There is nothing inherently European about Hg K, at least in the modern INDO-euro sense.
It may be more of a factor in the pre-indo Euro peoples as evidenced by Otzi, however it did not make a major jump for whatever reason into most modern Europeans, and is a tiny vestigial component in most Europeans today.

I dont see even the REMOTEST rational for suggesting Ashkenazi populations have Maternal "European" heritage IF this is based off of the dominant Hg MTdna K segment of the population, if only for the reason that we find ancient Hg K samples in the Levant/Modern Israel, Lebanon, Syria, going back to 8,000 b.c.

http://www.plosgenetics.org/article/...entation=PNG_M

The sampling if anything, seems to indicate that almost every modern MTdna region from africa, central asia, and europe was probably accounted for in the levant at a very early pre-historic period, including K.

http://www.plosgenetics.org/article/...l.pgen.1004401

Quote:
MtDNA haplogroups could be assigned to 14 out of the 15 skeletons according to the HVS1 sequences obtained and on the diagnostic Single Nucleotide Positions (SNPs) typed following Phylotree rCRS oriented version 15 (Tables 1 and S6). Haplogroup K was the most prevalent, (N = 6, 42.8%) followed by R0 (N = 3, 21.42%) and H (N = 2, 14.28%).
Haplogroup R0 is especially prevalent in the Near East and North Africa with a mean frequency in both regions around 6%. The maximum frequencies of R0 were detected in South Arabian populations such as Bedouin, Oman and Saudi Arabia (Table S7). The rare European haplogroups U* and N* were also detected in 2 individuals in our ancient sample. The mean frequency of haplogroup U* is 2% in the Near East, 0.9% in the Caucasus region and around 1% in Europe, whereas the N* mean frequency is less than 1% in all three datasets.

LISTED RECORDS:
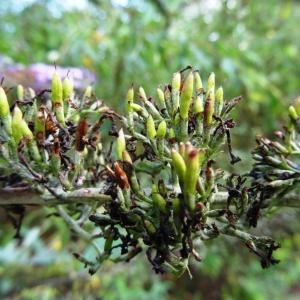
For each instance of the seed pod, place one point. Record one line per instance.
(179, 164)
(121, 144)
(81, 132)
(158, 200)
(151, 131)
(20, 92)
(176, 82)
(186, 96)
(68, 88)
(219, 101)
(57, 98)
(161, 130)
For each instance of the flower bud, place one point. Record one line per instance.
(198, 82)
(186, 96)
(211, 82)
(20, 92)
(126, 156)
(176, 82)
(219, 100)
(208, 111)
(142, 94)
(88, 92)
(293, 114)
(67, 88)
(121, 144)
(161, 130)
(57, 98)
(151, 131)
(192, 174)
(178, 164)
(158, 200)
(4, 106)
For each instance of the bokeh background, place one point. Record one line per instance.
(253, 47)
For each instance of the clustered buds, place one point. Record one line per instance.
(155, 181)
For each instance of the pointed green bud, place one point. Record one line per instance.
(297, 105)
(57, 98)
(293, 114)
(193, 170)
(142, 94)
(178, 164)
(198, 105)
(88, 92)
(121, 144)
(57, 94)
(4, 106)
(158, 200)
(126, 156)
(186, 96)
(149, 227)
(161, 99)
(161, 130)
(198, 82)
(129, 100)
(176, 81)
(208, 111)
(151, 131)
(20, 92)
(211, 82)
(219, 99)
(68, 88)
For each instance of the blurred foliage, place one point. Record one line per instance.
(252, 46)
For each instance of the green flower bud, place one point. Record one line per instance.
(192, 175)
(121, 144)
(20, 92)
(151, 131)
(186, 96)
(161, 99)
(198, 105)
(149, 227)
(293, 114)
(176, 82)
(126, 156)
(68, 88)
(88, 92)
(158, 200)
(219, 100)
(161, 130)
(198, 82)
(211, 82)
(142, 94)
(178, 164)
(57, 98)
(4, 106)
(208, 111)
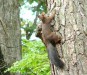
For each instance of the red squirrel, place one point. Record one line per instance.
(50, 39)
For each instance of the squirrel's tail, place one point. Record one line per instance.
(53, 56)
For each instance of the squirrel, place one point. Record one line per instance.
(50, 39)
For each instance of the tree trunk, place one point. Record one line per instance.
(10, 45)
(71, 23)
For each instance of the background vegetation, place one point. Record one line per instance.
(34, 56)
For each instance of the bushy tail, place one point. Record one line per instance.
(53, 56)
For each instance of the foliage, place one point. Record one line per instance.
(34, 61)
(40, 7)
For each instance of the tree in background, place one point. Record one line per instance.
(70, 22)
(29, 26)
(10, 44)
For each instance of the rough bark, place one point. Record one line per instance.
(71, 23)
(10, 45)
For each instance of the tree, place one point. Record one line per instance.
(70, 22)
(10, 45)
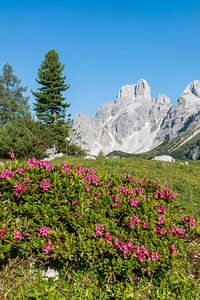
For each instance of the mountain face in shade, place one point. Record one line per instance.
(136, 123)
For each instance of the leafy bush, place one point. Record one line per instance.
(125, 228)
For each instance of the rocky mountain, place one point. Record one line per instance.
(136, 123)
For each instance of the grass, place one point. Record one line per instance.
(18, 280)
(183, 179)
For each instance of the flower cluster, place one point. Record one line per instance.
(98, 230)
(45, 185)
(6, 174)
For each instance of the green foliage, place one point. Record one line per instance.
(105, 223)
(25, 138)
(12, 102)
(50, 105)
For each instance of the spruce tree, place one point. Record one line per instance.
(12, 102)
(50, 105)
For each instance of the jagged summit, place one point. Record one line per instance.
(141, 88)
(134, 122)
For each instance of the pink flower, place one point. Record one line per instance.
(161, 219)
(98, 230)
(45, 185)
(2, 232)
(47, 247)
(159, 230)
(74, 202)
(19, 188)
(122, 189)
(107, 237)
(116, 244)
(161, 208)
(144, 224)
(43, 231)
(172, 249)
(192, 222)
(26, 179)
(11, 155)
(133, 202)
(20, 170)
(87, 188)
(134, 220)
(17, 235)
(141, 256)
(154, 256)
(6, 174)
(180, 232)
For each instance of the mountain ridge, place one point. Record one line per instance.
(136, 123)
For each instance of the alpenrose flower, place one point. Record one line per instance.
(2, 232)
(98, 230)
(45, 185)
(18, 188)
(6, 174)
(17, 235)
(47, 247)
(43, 231)
(11, 155)
(172, 249)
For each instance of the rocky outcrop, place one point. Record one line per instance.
(134, 122)
(194, 152)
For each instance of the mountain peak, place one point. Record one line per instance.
(193, 88)
(140, 89)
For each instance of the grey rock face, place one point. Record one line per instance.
(134, 122)
(194, 153)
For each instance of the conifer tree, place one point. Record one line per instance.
(12, 102)
(50, 105)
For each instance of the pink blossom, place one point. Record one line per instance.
(76, 214)
(159, 230)
(90, 171)
(2, 232)
(115, 205)
(18, 188)
(144, 224)
(139, 191)
(141, 256)
(47, 247)
(122, 189)
(45, 185)
(87, 188)
(116, 198)
(185, 218)
(154, 256)
(180, 232)
(116, 244)
(17, 235)
(161, 219)
(192, 222)
(107, 237)
(130, 192)
(161, 208)
(6, 174)
(11, 155)
(98, 230)
(133, 202)
(20, 170)
(134, 220)
(43, 231)
(74, 202)
(26, 179)
(172, 249)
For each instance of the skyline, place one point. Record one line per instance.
(104, 45)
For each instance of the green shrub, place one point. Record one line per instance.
(125, 228)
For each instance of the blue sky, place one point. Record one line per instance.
(104, 44)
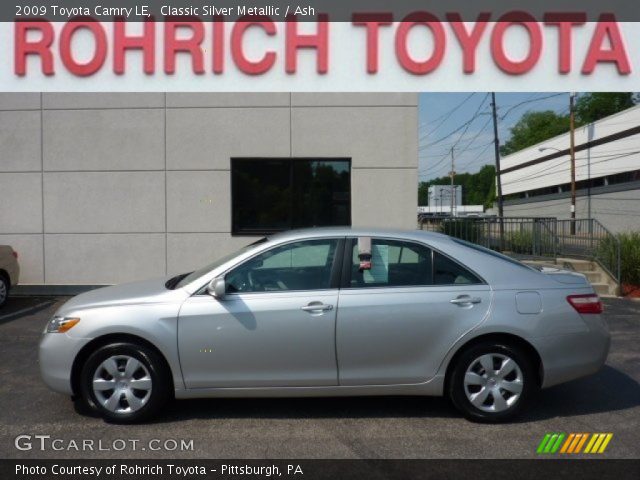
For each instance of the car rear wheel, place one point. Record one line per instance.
(492, 382)
(125, 382)
(4, 289)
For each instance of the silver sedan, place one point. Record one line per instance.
(329, 312)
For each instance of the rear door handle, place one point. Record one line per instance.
(465, 300)
(317, 307)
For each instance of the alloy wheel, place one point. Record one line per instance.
(493, 382)
(122, 384)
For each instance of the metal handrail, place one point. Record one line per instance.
(542, 237)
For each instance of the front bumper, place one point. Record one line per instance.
(56, 355)
(571, 356)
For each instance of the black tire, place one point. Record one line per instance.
(457, 390)
(160, 389)
(4, 287)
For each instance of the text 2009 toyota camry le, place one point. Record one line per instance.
(328, 312)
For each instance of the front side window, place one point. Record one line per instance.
(393, 264)
(275, 194)
(304, 265)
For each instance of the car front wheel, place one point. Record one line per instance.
(125, 382)
(492, 382)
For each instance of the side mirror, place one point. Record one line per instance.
(217, 288)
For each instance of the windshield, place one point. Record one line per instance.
(204, 270)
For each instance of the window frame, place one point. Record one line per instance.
(334, 282)
(243, 232)
(350, 242)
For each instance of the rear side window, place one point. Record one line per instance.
(448, 272)
(393, 264)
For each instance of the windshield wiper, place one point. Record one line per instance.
(173, 281)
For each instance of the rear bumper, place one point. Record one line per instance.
(571, 356)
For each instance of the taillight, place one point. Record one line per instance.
(589, 303)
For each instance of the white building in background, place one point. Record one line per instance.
(536, 181)
(440, 195)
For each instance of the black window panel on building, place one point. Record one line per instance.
(275, 194)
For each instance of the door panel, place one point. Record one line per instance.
(401, 335)
(258, 340)
(398, 317)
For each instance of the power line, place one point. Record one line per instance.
(560, 166)
(464, 127)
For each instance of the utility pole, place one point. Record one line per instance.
(452, 174)
(496, 147)
(573, 161)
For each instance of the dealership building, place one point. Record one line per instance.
(104, 188)
(536, 181)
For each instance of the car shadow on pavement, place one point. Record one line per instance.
(609, 390)
(19, 307)
(301, 408)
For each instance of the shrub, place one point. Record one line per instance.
(629, 256)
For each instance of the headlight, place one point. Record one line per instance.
(61, 324)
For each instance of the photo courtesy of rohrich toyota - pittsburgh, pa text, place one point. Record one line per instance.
(319, 239)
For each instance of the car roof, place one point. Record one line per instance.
(357, 232)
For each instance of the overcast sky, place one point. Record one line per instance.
(440, 128)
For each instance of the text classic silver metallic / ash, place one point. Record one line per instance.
(331, 312)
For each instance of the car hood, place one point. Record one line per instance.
(147, 291)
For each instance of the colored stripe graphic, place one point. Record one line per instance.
(550, 443)
(598, 442)
(573, 443)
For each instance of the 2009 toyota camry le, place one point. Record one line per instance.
(330, 312)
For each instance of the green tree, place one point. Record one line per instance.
(591, 107)
(534, 127)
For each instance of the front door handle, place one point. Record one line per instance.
(317, 307)
(465, 300)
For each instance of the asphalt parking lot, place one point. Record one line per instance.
(389, 427)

WHAT IS EXPECTED: In one to three sentences, explain why the post about haplogroup K rejects basing a claim of maternal "European" heritage for Ashkenazi populations on their haplogroup K segment.

YOUR RESPONSE: The post points out that ancient haplogroup K samples have been found in the Levant, in what is now Israel, Lebanon and Syria, dating back to 8,000 b.c. It also holds that K is not inherently European in the modern Indo-European sense and is only a tiny vestigial component in most Europeans today.